Natural language region descriptions:
-- Opening Marker --

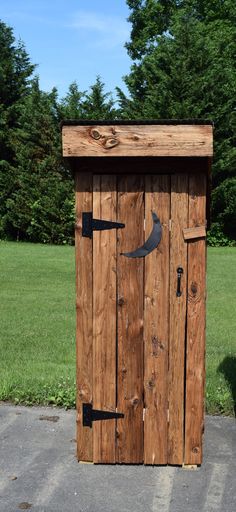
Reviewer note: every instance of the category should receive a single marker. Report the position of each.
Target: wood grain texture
(84, 328)
(156, 324)
(130, 322)
(137, 140)
(104, 318)
(178, 257)
(194, 232)
(196, 312)
(142, 165)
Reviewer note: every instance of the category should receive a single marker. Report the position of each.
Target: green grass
(221, 331)
(37, 326)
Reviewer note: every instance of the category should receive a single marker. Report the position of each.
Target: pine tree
(184, 67)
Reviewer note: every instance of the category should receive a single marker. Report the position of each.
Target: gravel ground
(39, 471)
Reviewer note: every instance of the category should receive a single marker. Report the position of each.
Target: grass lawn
(37, 326)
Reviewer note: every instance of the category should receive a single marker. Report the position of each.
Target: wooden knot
(121, 301)
(95, 134)
(110, 142)
(157, 345)
(194, 288)
(134, 401)
(151, 384)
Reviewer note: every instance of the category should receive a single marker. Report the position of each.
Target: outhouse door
(140, 321)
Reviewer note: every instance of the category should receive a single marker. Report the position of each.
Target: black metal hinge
(90, 415)
(89, 224)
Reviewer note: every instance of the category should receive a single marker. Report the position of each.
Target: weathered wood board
(195, 342)
(137, 140)
(156, 324)
(178, 257)
(84, 315)
(130, 322)
(104, 318)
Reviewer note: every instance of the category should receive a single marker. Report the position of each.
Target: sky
(72, 40)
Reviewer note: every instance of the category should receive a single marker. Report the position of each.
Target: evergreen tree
(40, 208)
(184, 67)
(15, 75)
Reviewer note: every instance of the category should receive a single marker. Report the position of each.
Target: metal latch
(90, 415)
(89, 224)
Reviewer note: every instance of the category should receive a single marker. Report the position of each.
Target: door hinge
(89, 224)
(90, 415)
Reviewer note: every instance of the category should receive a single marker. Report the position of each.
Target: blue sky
(72, 40)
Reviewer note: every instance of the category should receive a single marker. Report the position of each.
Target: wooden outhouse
(140, 236)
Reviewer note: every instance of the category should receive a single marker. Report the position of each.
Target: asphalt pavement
(39, 471)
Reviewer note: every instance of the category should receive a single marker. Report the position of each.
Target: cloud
(106, 30)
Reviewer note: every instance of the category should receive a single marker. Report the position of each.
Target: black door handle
(179, 274)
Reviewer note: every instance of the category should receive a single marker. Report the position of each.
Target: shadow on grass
(228, 368)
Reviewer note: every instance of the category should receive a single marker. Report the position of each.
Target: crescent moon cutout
(151, 243)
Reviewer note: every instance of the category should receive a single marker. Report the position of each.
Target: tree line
(183, 55)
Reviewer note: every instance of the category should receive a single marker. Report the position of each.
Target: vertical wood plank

-- Closing Marker --

What you should do | All of the entries need to be copied exactly, minus any pictures.

Response area |
Reviewer note: every instance of the category should receive a single marker. Report the position of each.
Target: wood grain texture
(84, 328)
(156, 324)
(130, 322)
(137, 140)
(104, 318)
(178, 257)
(194, 232)
(196, 312)
(142, 165)
Reviewer note: every instance of the category should receive a single marker. Report the position of each.
Target: green grass
(221, 331)
(37, 326)
Reviewer note: every instance of the category should receive a single marker. Report the position of each.
Target: pine tree
(184, 67)
Reviewer note: every instance of the category should receive a single marker. Report the position of each.
Target: gravel ground
(39, 471)
Reviewer note: every instance of the category should receive a single marker. Report the position of each.
Target: grass lawn
(37, 326)
Reviewer note: every instance of the category should receive a single marker. Report the position of each.
Target: wooden knot
(121, 301)
(95, 134)
(110, 142)
(157, 345)
(194, 288)
(134, 401)
(151, 384)
Reviewer note: every instance of the category should receive a single marker. Report the position of each.
Target: outhouse door
(140, 321)
Reviewer note: every instance of the category should receive a single marker. Report the position of each.
Target: black metal hinge
(90, 415)
(89, 224)
Reviewer note: every instance of the category should receive a single marker. Report the position of each.
Target: weathered wood board
(195, 342)
(137, 140)
(156, 324)
(178, 257)
(84, 315)
(130, 322)
(104, 318)
Reviewer note: every instance of the category should receive a single marker. Report the position of each.
Target: sky
(72, 40)
Reviewer note: every instance of the category should receive a single marker. Report the position of each.
Target: evergreen tree
(40, 208)
(184, 67)
(15, 75)
Reviewer note: every instance of the category should receive a single marker. Report the position of each.
Target: metal latch
(90, 415)
(89, 224)
Reviewer note: every instance of the category should receive a single marker. Report the position of each.
Target: door hinge
(89, 224)
(90, 415)
Reviewer note: every instance of the category should receive a single marker. Report the position of each.
Target: blue sky
(72, 40)
Reviewer note: every instance of the category should receive a single marker. Report the position of each.
Target: wooden outhouse
(140, 236)
Reviewer note: every instance of the category should receive a single marker. Report the position of each.
Target: asphalt pavement
(39, 471)
Reviewer note: every instance of the category should receive a single marker. Report the position of each.
Target: cloud
(106, 30)
Reviewer note: every instance of the category should receive a single marker. Report the position of each.
Target: black door handle
(179, 274)
Reviewer note: every instance of the category should receive a single marker. Report the position of each.
Target: shadow on grass
(228, 368)
Reviewer note: every instance of the category should receive a single marker. Report the position of each.
Target: crescent moon cutout
(151, 243)
Reviewer note: every instance of the category should receive a single marker. Report the position of each.
Target: tree line
(183, 55)
Reviewer note: every instance of the category should receive a single marker. Report the position of each.
Target: vertical wood plank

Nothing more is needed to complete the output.